> _Task_
Extract every line from the records below that contains the word "vegetation".

> _Materials provided_
☆ ☆ ☆ ☆ ☆
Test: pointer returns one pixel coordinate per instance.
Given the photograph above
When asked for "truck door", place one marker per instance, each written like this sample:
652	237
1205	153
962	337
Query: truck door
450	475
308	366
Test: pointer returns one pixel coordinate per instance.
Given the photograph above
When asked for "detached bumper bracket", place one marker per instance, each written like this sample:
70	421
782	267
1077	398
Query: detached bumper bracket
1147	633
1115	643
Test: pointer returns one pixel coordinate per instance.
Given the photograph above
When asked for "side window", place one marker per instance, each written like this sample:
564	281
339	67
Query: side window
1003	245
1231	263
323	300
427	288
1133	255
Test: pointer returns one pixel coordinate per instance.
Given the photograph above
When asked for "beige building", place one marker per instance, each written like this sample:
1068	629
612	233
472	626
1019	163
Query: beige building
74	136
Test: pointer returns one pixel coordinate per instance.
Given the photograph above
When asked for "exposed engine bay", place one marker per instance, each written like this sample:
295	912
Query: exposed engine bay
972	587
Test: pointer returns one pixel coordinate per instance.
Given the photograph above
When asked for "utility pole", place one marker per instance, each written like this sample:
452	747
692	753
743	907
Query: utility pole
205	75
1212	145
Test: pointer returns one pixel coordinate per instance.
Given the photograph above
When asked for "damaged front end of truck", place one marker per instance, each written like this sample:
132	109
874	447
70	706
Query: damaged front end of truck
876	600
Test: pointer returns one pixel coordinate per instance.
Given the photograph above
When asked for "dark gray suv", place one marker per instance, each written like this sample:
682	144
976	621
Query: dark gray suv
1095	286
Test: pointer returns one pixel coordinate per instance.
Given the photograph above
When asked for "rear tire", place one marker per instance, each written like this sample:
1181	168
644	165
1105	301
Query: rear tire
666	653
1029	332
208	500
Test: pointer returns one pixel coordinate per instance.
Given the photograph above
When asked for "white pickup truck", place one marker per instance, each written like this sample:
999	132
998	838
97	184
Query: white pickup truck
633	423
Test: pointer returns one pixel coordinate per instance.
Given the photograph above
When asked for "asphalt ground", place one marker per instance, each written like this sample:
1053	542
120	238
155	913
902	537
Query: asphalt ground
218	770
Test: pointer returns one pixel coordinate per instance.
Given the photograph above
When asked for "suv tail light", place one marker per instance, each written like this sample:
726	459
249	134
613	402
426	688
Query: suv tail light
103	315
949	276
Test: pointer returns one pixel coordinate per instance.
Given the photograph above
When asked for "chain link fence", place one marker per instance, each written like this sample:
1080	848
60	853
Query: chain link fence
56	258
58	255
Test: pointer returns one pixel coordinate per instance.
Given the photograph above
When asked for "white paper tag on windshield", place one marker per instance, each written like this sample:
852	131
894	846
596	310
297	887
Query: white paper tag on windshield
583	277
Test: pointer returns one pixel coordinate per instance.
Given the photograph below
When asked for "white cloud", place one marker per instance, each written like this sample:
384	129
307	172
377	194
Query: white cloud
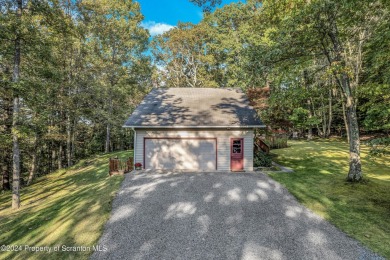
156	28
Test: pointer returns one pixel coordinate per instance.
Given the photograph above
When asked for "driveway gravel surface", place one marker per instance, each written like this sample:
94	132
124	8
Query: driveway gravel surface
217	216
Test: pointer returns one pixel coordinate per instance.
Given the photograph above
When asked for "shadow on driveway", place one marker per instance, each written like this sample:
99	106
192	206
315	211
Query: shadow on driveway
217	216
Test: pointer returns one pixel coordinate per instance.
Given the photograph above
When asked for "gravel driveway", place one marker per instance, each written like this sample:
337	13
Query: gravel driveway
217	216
☆ ☆ ☆ ☆ ☆
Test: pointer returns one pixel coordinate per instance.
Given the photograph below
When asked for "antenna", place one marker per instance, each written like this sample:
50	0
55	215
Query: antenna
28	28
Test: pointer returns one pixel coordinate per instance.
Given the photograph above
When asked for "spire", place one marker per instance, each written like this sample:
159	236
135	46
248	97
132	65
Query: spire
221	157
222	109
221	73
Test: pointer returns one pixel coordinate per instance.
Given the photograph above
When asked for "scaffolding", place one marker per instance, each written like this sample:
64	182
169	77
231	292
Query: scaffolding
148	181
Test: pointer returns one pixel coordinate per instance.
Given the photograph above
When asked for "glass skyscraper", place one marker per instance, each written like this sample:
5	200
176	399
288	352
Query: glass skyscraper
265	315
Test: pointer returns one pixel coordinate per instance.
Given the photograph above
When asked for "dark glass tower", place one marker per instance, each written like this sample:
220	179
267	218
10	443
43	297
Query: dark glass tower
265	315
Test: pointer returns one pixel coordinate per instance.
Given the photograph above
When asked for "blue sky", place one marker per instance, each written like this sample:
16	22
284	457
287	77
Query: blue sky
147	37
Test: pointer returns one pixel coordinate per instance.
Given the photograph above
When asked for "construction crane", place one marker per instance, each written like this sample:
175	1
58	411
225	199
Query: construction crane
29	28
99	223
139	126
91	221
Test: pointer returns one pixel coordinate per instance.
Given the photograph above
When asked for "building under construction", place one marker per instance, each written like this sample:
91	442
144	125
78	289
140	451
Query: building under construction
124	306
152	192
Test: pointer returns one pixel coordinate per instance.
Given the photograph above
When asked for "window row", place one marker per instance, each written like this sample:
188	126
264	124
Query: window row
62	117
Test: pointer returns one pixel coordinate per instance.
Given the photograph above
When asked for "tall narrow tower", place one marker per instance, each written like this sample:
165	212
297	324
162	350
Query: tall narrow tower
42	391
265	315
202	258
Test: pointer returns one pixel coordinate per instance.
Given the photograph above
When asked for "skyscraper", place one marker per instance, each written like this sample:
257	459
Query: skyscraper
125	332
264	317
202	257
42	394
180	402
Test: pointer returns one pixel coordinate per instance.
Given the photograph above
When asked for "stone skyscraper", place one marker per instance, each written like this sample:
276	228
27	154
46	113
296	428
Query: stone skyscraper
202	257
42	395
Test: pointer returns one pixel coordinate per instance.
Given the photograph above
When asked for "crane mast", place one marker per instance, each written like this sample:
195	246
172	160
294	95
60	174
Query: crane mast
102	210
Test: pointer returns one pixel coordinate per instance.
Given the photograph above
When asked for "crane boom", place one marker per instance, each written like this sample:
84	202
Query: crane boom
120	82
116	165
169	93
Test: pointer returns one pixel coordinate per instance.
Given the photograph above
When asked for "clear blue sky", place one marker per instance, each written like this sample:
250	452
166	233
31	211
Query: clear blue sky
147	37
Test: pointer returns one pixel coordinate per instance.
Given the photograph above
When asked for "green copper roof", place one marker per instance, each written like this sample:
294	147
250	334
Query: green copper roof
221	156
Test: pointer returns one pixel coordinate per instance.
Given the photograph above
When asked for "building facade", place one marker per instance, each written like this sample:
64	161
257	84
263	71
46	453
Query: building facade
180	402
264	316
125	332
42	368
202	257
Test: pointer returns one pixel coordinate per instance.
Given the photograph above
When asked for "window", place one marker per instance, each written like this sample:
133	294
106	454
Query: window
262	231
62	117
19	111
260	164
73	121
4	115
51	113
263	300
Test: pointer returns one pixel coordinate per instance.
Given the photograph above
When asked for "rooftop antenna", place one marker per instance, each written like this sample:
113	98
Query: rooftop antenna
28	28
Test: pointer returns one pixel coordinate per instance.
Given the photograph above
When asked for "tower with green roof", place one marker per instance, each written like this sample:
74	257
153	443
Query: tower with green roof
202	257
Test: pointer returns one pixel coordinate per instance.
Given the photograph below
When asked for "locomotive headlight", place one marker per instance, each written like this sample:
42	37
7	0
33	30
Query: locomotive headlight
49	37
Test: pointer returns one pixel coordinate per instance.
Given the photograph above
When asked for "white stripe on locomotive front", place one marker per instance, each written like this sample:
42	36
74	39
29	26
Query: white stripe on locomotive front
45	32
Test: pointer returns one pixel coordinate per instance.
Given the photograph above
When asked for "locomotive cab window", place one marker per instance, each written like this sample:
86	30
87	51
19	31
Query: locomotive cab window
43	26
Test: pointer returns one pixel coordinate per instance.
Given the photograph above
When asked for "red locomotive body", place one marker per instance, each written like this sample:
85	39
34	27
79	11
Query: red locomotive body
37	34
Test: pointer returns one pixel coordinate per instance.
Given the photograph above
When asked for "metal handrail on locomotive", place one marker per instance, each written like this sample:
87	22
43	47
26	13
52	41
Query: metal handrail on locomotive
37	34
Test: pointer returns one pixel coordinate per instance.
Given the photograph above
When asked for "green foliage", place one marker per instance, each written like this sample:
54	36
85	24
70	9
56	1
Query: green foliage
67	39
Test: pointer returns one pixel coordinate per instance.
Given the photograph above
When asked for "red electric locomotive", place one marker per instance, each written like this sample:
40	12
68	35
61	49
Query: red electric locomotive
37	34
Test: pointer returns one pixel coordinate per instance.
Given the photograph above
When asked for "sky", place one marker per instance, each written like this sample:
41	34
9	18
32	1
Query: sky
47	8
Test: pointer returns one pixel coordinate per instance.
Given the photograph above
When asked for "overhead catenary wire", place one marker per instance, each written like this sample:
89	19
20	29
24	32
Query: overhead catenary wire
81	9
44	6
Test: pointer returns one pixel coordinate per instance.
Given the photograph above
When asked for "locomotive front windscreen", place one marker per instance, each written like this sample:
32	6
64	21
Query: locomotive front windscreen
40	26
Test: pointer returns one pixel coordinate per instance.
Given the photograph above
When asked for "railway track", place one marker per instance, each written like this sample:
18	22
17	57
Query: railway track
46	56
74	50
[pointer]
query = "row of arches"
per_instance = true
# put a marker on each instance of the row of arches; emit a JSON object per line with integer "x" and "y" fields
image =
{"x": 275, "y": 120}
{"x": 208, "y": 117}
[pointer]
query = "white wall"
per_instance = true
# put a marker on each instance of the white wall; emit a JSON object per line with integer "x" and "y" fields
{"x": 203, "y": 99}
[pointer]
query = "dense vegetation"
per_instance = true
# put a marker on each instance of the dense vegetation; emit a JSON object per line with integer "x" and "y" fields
☆ ☆ ☆ ☆ ☆
> _The answer_
query = "dense vegetation"
# put a marker on each instance of the dense vegetation; emit a JSON object per line with integer "x" and "y" fields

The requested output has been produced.